:: Page text ::
□ □ □ □

#TASK #1: UNDERSTAND THE PROBLEM STATEMENT & BUSINESS CASE

![alt text](https://drive.google.com/uc?id=1U3eRNUYyza1A7EFopacJyujR87Vm_ae8)


![alt text](https://drive.google.com/uc?id=139zlnLGzYen-GbcnkXQZs44tf7OqV8e4)

#TASK #2: IMPORT DATASETS AND LIBRARIES


In [None]:
# Mount Google Drive
from google.colab import drive
drive.mount('/content/drive')

In [None]:
import pandas as pd
import plotly.express as px
from copy import copy
from scipy import stats
import matplotlib.pyplot as plt
import numpy as np
import plotly.figure_factory as ff
from sklearn.linear_model import LinearRegression
from sklearn.svm import SVR
from sklearn.model_selection import train_test_split
from sklearn.metrics import r2_score
from tensorflow import keras


In [None]:
# Read stock prices data
stock_price_df = pd.read_csv('/content/drive/My Drive/Colab Notebooks/Python & ML in Finance/Part 3. AI and ML in Finance/stock.csv')
stock_price_df

In [None]:
# Read the stocks volume data
stock_vol_df = pd.read_csv("/content/drive/My Drive/Colab Notebooks/Python & ML in Finance/Part 3. AI and ML in Finance/stock_volume.csv")
stock_vol_df

In [None]:
# Sort the data based on Date
stock_price_df = stock_price_df.sort_values(by = ['Date'])
stock_price_df

In [None]:
# Sort the data based on Date
stock_vol_df = stock_vol_df.sort_values(by = ['Date'])

□ □ □ □

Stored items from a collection

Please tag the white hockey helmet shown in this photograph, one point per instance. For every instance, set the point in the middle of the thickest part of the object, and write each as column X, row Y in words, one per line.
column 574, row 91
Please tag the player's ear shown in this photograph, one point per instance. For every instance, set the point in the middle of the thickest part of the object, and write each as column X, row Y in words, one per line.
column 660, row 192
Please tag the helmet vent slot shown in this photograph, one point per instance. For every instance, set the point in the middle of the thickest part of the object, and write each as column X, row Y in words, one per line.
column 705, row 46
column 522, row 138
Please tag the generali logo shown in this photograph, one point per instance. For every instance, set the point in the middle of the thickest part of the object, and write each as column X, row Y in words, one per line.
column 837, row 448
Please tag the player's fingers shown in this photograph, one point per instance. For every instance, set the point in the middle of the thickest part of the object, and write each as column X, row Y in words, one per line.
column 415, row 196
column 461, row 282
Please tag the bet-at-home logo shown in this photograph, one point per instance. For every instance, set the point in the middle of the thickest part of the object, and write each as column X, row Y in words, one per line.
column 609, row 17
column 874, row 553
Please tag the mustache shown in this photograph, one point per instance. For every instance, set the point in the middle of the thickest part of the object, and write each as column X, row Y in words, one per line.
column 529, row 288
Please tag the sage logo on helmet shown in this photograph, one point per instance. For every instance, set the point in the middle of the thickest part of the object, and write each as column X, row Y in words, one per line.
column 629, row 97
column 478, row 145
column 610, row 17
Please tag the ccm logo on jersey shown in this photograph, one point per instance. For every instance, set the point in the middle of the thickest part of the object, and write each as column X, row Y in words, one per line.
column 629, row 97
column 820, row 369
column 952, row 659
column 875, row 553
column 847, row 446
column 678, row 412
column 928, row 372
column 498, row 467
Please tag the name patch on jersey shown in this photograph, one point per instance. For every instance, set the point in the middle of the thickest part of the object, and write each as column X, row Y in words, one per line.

□ □ □ □

:: Problem set ::
1) In the stock data notebook, which column are the stock price rows sorted by?
2) Please rewrite the block in the stock data notebook that begins "import pandas as pd" as a short list of the libraries and tools it brings in.
3) Carry on the stock data notebook from its last line.

:: Written responses ::
1) They are sorted by the Date column.

2)
- pandas (as pd) and NumPy (as np)
- Plotly Express (as px) and Plotly's figure_factory (as ff)
- copy from the copy module
- stats from SciPy
- Matplotlib's pyplot (as plt)
- From scikit-learn: LinearRegression, SVR, train_test_split and r2_score
- keras from TensorFlow

3)
stock_vol_df

In [None]:
# Check if Null values exist in stock prices data
stock_price_df.isnull().sum()

In [None]:
# Check if Null values exist in stocks volume data
stock_vol_df.isnull().sum()

In [None]:
# Get stock prices dataframe info
stock_price_df.info()

In [None]:
# Get stock volume dataframe info
stock_vol_df.info()

In [None]:
stock_vol_df.describe()

**MINI CHALLENGE #1:**
- **What is the average trading volume for Apple stock?**
- **What is the maximum trading volume for sp500?**
- **Which security is traded the most? comment on your answer**
- **What is the average stock price of the S&P500 over the specified time period?**
- **What is the maximum price of Tesla Stock?**


#TASK #3: PERFORM EXPLORATORY DATA ANALYSIS AND VISUALIZATION

In [None]:
# Function to normalize stock prices based on their initial price
def normalize(df):
  x = df.copy()
  for i in x.columns[1:]:
    x[i] = x[i]/x[i][0]
  return x

In [None]:
# Function to plot interactive plots using Plotly Express
def interactive_plot(df, title):
  fig = px.line(title = title)
  for i in df.columns[1:]:
    fig.add_scatter(x = df['Date'], y = df[i], name = i)
  fig.show()

In [None]:
# plot interactive chart for stocks data
interactive_plot(stock_price_df, 'Stock Prices')

**MINI CHALLENGE #2:**
- **Plot the volume dataset for all stocks, list any observations you might see.**
- **Plot the normalized stock prices and volume dataset.**

# TASK #4: PREPARE THE DATA BEFORE TRAINING THE AI/ML MODEL

![alt text](https://drive.google.com/uc?id=1uXYYHfgeJyncu4BZRAooTC4iCclH9e9B)

In [None]:
# Function to concatenate the date, stock price, and volume in one dataframe
def individual_stock(price_df, vol_df, name):
    return pd.DataFrame({'Date': price_df['Date'], 'Close': price_df[name], 'Volume': vol_df[name]})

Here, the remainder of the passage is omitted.